▶ _STORED RECORDS_
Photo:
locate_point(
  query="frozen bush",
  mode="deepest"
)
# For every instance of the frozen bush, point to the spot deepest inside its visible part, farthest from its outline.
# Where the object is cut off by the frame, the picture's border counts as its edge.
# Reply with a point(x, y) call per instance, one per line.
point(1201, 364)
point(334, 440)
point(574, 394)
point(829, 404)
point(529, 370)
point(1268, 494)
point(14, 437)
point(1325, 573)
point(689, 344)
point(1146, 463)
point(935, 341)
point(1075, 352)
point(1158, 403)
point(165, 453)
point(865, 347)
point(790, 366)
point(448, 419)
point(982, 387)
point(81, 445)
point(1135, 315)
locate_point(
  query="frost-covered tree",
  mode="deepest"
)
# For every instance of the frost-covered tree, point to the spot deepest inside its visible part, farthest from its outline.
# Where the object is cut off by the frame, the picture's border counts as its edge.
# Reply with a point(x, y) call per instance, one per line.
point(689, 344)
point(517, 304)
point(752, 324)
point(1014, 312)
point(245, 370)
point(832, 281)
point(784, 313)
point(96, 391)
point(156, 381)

▶ _GIVEN INSTRUCTION_
Pull out each line of the data above that contains the string "covered", treating uppercase and lowercase as different.

▶ _WRITTEN SOLUTION_
  query="frost-covered tree",
# For every instance of the frost-covered tree, point to the spot deepest inside its visible part, farthest from its outline.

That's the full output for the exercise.